Answer these about the Cozumel dive thread:
1. Which wall was the first Cozumel dive?
2. What viewing resolution does the poster suggest?
3. What does J0nesitheSecond ask whether the boat does so divers don't get lost?
━━━━━ Selection
# Cozumel Dive Video



## Cajun Spearit (Jun 3, 2011)

17Aug2016- First Cozumel Dive, the Santa Rosa Wall. The current was very strong…the strongest current I can recall experiencing while diving. You will notice when I get into the column how fast we zoom by the coral heads. Tarzan and I got separated from our group and ended up tagging along with another group for a while. Bump up to 1080p for best viewing…enjoy!!


----------



## J0nesitheSecond (Jun 27, 2016)

that's cool as hell. do they drop you off and then drift with the current with you so you don't get lost?


----------



## Cajun Spearit (Jun 3, 2011)

J0nesitheSecond said:


> that's cool as hell. do they drop you off and then drift with the current with you so you don't get lost?
━━━━━━━━━━
━━━━━ Dataset
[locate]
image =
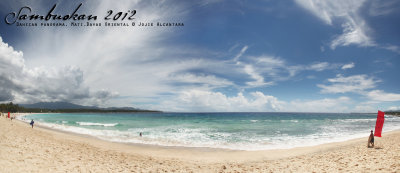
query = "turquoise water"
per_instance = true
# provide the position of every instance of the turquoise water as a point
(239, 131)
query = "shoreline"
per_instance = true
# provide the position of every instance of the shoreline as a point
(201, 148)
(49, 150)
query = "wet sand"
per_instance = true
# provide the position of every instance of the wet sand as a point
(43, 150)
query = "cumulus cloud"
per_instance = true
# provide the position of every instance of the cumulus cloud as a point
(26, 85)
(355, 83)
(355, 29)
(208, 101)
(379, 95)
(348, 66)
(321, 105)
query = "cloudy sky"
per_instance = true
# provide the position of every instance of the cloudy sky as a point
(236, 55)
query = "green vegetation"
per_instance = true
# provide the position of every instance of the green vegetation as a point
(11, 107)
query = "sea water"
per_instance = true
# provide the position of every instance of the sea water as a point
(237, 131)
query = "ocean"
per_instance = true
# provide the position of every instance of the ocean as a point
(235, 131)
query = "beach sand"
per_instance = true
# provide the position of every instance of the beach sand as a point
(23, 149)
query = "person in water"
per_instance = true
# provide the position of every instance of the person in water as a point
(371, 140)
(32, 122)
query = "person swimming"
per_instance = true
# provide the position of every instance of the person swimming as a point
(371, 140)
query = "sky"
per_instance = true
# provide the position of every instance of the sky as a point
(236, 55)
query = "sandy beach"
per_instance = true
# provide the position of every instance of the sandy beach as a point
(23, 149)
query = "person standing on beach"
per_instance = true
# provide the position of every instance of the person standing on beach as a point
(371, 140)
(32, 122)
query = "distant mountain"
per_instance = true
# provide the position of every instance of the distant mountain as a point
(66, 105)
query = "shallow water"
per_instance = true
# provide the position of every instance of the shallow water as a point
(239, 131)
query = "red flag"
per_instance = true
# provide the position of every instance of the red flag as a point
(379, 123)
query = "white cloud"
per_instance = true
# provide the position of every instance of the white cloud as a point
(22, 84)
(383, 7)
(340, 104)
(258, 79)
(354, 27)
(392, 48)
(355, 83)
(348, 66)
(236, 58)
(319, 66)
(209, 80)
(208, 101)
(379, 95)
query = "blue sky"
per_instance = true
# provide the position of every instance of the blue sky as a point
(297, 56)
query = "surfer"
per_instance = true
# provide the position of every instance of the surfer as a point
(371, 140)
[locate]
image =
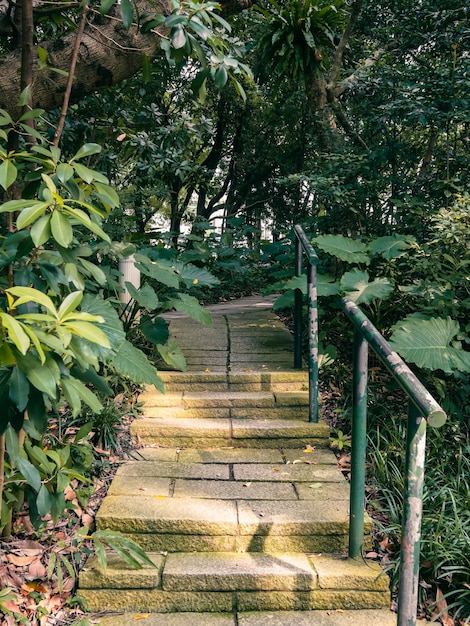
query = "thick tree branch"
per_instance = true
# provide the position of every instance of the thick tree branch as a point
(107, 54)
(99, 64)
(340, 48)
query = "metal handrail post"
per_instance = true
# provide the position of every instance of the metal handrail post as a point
━━━━━━━━━━
━━━━━ Dataset
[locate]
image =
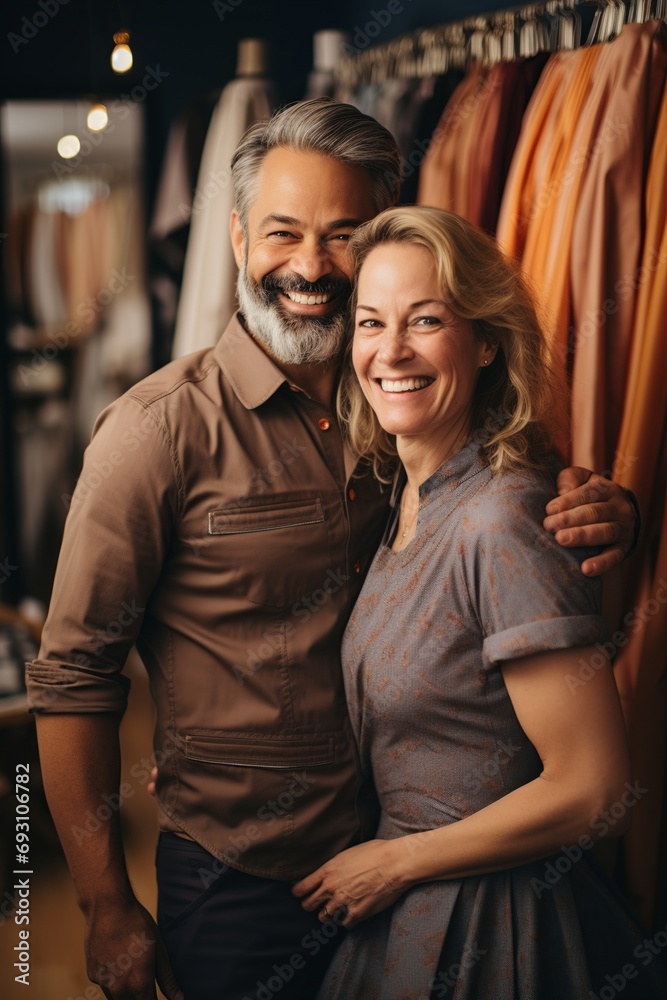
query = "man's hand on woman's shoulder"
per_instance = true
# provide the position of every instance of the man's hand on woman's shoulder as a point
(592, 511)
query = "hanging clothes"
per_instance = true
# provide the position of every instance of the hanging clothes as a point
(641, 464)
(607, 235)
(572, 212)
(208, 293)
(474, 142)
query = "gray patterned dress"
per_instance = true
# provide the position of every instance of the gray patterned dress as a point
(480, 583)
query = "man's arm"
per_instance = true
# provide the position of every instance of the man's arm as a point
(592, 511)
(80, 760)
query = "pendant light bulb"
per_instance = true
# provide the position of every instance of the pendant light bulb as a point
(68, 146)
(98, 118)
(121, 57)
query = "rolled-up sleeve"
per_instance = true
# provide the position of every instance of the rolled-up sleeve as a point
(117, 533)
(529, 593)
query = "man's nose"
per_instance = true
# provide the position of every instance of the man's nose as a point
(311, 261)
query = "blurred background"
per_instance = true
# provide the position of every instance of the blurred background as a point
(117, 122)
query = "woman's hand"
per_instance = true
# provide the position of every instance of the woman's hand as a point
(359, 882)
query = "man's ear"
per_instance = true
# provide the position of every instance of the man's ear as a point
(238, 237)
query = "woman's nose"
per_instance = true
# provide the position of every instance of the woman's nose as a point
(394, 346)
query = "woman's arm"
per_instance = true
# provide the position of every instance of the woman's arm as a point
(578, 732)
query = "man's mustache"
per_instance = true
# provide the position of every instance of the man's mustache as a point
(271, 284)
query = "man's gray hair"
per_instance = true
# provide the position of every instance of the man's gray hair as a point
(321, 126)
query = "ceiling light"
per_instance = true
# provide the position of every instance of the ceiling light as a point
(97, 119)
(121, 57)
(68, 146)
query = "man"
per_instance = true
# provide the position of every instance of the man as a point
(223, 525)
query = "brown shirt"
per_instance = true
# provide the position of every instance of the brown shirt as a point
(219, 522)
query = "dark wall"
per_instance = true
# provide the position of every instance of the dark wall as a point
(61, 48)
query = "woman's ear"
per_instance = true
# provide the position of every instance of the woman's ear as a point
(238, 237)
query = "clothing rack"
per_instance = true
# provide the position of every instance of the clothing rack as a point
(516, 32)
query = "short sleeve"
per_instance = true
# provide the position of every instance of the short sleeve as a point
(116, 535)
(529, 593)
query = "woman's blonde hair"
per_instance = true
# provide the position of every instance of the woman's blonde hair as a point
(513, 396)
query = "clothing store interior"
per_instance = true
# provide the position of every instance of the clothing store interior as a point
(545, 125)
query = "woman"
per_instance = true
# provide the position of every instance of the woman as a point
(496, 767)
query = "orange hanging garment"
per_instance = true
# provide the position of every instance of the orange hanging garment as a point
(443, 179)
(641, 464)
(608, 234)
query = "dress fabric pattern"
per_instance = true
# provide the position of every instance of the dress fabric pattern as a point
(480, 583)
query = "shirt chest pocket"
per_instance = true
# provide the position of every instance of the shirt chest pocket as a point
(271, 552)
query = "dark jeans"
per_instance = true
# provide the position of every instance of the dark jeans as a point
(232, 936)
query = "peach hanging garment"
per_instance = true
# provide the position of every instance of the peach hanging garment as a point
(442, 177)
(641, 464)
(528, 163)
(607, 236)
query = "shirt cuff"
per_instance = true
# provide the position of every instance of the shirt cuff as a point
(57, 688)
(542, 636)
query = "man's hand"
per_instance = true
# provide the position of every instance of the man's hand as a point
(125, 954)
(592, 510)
━━━━━━━━━━
→ **Final answer**
1. The Santa Rosa Wall.
2. 1080p.
3. Whether they drop you off and then drift with the current along with you.